2. All of LOC's right, title and interest in real property located at 000
Xxxxxxxxxx Xxxx, X.X. Xxx 0000, Xxxxxxxxxxxx, Xxxxxxxx 00000 (the
"Madisonville Facility"), together with all assets and tangible
personal property of LOC used in connection with the operation of the
Madisonville Facility of every kind and description, real, personal and
mixed, wherever located and whether or not reflected on the books and
records of LOC, including, without limitation:
a. All buildings located at the Madisonville Facility;
b. All equipment, computer hardware and software, machinery,
tools, electronics, appliances, spare parts, supplies,
vehicles and furniture located at or used in connection with
the Madisonville Facility;
c. All work-in-progress and inventory of every sort and in any
medium related to the Madisonville Facility;
d. All of LOC's right, title and interest in and claims or
obligations under any contracts or agreements relating to
assets or properties used in connection with the operation of
the Madisonville Facility or employees of the Madisonville
Facility;
e. Any bank accounts and funds contained therein relating to the
Madisonville Facility; and
f. All other assets, properties and rights of every kind and
nature owned or held by LOC and used in or relating to the
operation of the Madisonville Facility on the date hereof,
known or unknown, fixed or unfixed, whether or not
specifically referred to in this Agreement;
provided, however, that the Assets shall not include patented
and proprietary designs, materials, know-how, customer
relations, manufacturing techniques and systems, or any other
intellectual property that may be employed by Lear Kentucky in
manufacturing, marketing and selling automotive or light truck
components.

____

__Challenges__.
1. Please say whether each statement agrees with the asset clause, answering yes or no and quoting the words of the clause that decide it.
(a) The vehicles used in connection with the Madisonville Facility are among the assets covered.
(b) Manufacturing techniques that Lear Kentucky may employ are among the Assets.
(c) Only property shown on LOC's books and records is covered.
2. Answer these questions from the asset clause, one answer per line.
(a) What name does the clause give to the real property at the stated address?
(b) What does item a of the list cover?
(c) In making what products may Lear Kentucky employ the excluded intellectual property?
3. Write the next part of the asset clause, starting after its final words.
The listing below has nothing to do with the asset clause.

__Rows__.

____

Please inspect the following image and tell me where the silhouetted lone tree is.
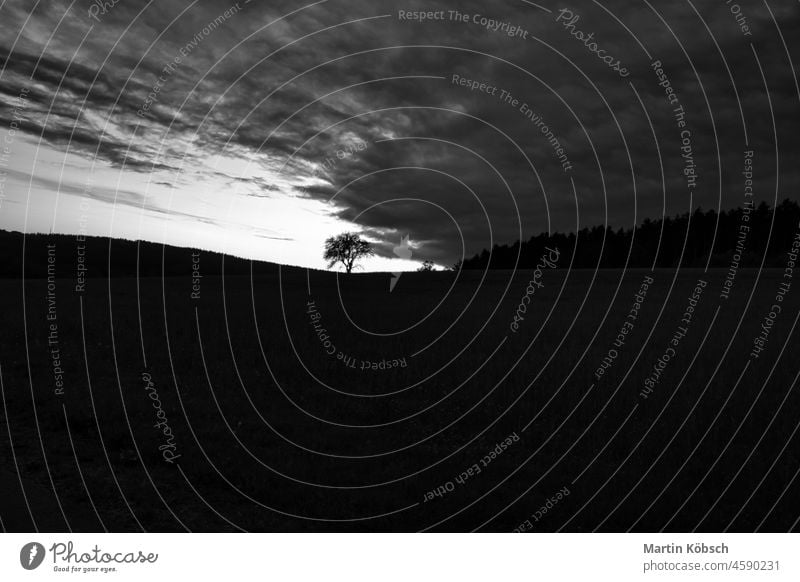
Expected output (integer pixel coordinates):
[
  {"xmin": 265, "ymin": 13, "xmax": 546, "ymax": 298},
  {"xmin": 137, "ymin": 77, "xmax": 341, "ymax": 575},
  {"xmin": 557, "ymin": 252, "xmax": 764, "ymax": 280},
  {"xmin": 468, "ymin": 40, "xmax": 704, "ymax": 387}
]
[{"xmin": 323, "ymin": 232, "xmax": 375, "ymax": 273}]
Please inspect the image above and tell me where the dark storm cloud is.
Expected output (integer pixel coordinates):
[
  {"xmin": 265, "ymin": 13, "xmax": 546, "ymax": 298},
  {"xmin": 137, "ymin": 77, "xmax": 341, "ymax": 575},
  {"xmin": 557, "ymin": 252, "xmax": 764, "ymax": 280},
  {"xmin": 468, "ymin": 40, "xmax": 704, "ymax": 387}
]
[{"xmin": 0, "ymin": 0, "xmax": 800, "ymax": 262}]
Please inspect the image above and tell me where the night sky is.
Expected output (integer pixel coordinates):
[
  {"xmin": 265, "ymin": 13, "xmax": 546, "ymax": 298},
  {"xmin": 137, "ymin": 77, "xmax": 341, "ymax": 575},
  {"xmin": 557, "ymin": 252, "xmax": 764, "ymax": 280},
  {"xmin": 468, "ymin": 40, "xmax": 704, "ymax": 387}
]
[{"xmin": 0, "ymin": 0, "xmax": 800, "ymax": 270}]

____

__The replies__.
1.
(a) Yes: "vehicles and furniture located at or used in connection with the Madisonville Facility"
(b) No: "the Assets shall not include patented and proprietary designs, materials, know-how, customer relations, manufacturing techniques and systems"
(c) No: "whether or not reflected on the books and records of LOC"

2.
(a) The "Madisonville Facility"
(b) All buildings located at the Madisonville Facility
(c) Automotive or light truck components

3.
SCHEDULE A2
1. All of LOC's right, title and interest in real property located at 0000
Xxxx Xxxxx, Xxxxxxxxx, Xxxxxxxxx 00000 (the "Sheboygan F&A Facility"),
together with all assets and tangible personal property of LOC used in
connection with the operation of the Sheboygan F&A Facility of every
kind and description, real, personal and mixed, wherever located and
whether or not reflected on the books and records of LOC, including,
without limitation:
a. All buildings located at the Sheboygan F&A Facility;
b. All equipment, computer hardware and software, machinery,
tools, electronics, appliances, spare parts, supplies,
vehicles and furniture located at or used in connection with
the Sheboygan F&A Facility;
c. All work-in-progress and inventory of every sort and in any
medium related to the Sheboygan F&A Facility;
d. All of LOC's right, title and interest in and claims or
obligations under any contracts or agreements relating to
assets or properties used in connection with the operation of
the Sheboygan F&A Facility or employees of the Sheboygan F&A
Facility;
e. Any bank accounts and funds contained therein relating to the
Sheboygan F&A Facility; and
f. All other assets, properties and rights of every kind and
nature owned or held by LOC and used in or relating to the
operation of the Sheboygan F&A Facility on the date hereof,
known or unknown, fixed or unfixed, whether or not
specifically referred to in this Agreement;
provided, however, that the Assets shall not include patented
and proprietary designs, materials, know-how, customer
relations, manufacturing techniques and systems, or any other
intellectual property that may be employed by Lear Kentucky in
manufacturing, marketing and selling automotive or light truck
components.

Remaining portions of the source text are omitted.